--- Material for this task Enclosed Below ---

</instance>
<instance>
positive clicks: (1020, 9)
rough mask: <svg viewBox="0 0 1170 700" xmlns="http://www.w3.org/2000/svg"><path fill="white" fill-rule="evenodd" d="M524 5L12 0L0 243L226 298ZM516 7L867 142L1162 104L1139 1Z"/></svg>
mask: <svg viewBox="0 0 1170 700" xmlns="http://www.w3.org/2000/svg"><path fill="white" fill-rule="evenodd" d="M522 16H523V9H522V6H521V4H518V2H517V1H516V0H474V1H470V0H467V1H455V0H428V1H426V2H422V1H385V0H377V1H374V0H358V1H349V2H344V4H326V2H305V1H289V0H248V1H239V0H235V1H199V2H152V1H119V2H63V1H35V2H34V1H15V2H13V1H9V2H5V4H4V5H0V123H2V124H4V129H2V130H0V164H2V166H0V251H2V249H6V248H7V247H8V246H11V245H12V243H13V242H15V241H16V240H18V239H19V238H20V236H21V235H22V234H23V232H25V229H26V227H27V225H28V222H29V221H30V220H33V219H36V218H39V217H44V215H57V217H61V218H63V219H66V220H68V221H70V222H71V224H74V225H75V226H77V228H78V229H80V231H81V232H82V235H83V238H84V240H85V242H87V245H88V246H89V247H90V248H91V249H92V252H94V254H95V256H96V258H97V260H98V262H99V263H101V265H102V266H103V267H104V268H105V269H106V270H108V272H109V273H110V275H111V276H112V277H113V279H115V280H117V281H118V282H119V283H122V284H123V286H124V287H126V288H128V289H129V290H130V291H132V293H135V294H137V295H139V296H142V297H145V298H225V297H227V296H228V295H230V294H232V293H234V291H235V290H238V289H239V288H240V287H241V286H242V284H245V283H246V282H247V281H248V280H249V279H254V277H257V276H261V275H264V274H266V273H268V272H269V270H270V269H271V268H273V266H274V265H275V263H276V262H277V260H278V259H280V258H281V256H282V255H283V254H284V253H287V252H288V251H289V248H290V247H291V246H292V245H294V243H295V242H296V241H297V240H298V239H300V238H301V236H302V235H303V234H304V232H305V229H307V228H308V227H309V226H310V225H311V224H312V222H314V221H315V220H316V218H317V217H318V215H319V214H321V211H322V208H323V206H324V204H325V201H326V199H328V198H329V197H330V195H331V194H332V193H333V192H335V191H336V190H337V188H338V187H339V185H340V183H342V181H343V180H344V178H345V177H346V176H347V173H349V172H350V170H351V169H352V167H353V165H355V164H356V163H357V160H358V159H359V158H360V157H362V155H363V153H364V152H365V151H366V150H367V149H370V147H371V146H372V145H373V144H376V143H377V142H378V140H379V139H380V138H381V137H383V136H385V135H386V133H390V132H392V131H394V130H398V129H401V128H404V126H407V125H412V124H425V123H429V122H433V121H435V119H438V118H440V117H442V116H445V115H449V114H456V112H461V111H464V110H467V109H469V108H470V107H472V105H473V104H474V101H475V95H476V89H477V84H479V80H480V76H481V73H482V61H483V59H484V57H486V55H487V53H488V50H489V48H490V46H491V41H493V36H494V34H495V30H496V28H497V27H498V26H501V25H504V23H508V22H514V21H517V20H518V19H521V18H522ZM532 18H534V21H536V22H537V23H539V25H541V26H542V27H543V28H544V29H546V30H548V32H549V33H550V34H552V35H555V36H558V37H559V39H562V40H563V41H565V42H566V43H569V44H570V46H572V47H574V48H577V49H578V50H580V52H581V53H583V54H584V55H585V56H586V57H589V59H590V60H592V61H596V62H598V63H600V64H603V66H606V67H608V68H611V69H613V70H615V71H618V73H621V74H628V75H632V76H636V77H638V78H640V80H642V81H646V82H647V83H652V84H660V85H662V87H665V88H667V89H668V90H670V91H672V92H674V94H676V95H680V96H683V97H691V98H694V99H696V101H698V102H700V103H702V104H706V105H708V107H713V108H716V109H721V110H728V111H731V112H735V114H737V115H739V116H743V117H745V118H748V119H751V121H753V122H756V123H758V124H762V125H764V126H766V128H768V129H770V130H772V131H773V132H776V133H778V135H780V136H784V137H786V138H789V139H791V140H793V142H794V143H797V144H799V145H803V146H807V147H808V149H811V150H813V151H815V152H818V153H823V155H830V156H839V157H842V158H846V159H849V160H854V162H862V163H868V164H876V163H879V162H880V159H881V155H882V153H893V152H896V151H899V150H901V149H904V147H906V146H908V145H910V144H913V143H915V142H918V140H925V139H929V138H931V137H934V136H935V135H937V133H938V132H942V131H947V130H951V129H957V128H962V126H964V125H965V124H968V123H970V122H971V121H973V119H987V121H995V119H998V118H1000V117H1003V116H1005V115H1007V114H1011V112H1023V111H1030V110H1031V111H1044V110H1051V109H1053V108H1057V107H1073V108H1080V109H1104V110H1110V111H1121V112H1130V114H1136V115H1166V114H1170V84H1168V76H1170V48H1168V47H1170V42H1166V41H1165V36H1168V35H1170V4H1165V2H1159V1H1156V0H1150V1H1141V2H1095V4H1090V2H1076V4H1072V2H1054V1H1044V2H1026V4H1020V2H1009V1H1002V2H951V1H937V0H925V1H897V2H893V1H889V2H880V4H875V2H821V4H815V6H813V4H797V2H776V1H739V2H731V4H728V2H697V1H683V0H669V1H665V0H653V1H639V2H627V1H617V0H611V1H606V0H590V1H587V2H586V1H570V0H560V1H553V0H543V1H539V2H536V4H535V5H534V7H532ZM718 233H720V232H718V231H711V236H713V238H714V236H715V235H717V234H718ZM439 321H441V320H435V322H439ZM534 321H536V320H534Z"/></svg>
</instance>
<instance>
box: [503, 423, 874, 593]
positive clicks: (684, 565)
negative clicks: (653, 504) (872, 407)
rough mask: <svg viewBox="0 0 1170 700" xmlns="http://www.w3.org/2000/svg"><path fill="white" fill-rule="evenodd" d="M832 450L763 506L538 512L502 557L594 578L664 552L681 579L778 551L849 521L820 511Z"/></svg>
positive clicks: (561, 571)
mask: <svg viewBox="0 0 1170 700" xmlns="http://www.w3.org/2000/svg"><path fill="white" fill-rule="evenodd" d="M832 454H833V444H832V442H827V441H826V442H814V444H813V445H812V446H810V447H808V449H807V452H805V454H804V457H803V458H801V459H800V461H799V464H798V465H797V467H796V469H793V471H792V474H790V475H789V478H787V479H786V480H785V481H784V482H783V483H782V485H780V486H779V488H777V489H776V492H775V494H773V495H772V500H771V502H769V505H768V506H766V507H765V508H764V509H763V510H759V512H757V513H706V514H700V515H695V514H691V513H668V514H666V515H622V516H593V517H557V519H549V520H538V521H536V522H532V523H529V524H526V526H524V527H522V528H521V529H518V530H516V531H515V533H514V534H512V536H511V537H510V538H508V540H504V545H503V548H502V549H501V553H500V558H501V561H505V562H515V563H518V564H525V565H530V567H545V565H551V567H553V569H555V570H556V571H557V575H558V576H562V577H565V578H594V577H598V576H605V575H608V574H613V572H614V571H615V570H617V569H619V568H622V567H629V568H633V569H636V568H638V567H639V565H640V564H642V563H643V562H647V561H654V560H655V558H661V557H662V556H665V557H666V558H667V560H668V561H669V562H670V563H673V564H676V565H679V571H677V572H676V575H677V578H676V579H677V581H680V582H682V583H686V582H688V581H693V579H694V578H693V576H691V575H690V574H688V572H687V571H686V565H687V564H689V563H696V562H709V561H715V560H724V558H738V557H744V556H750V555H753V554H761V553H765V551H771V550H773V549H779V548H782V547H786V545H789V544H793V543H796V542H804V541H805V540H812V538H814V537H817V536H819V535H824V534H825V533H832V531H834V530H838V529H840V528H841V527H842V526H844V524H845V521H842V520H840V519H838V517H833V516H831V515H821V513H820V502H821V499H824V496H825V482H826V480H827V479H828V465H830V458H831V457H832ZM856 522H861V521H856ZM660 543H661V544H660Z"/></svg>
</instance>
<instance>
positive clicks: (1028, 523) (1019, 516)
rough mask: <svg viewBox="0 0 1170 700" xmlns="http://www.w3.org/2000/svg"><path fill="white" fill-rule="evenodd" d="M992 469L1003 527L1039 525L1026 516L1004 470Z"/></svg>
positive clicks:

--- End of Enclosed Material for this task ---

[Goal of the exercise]
Report each line of the items above that contains the string "rough".

[Answer to the exercise]
rough mask: <svg viewBox="0 0 1170 700" xmlns="http://www.w3.org/2000/svg"><path fill="white" fill-rule="evenodd" d="M524 5L12 0L0 243L226 298ZM516 7L867 142L1162 104L1139 1Z"/></svg>
rough mask: <svg viewBox="0 0 1170 700" xmlns="http://www.w3.org/2000/svg"><path fill="white" fill-rule="evenodd" d="M832 450L763 506L538 512L502 557L594 578L664 552L681 579L778 551L849 521L820 511Z"/></svg>
rough mask: <svg viewBox="0 0 1170 700" xmlns="http://www.w3.org/2000/svg"><path fill="white" fill-rule="evenodd" d="M992 469L1003 527L1039 525L1026 516L1004 470Z"/></svg>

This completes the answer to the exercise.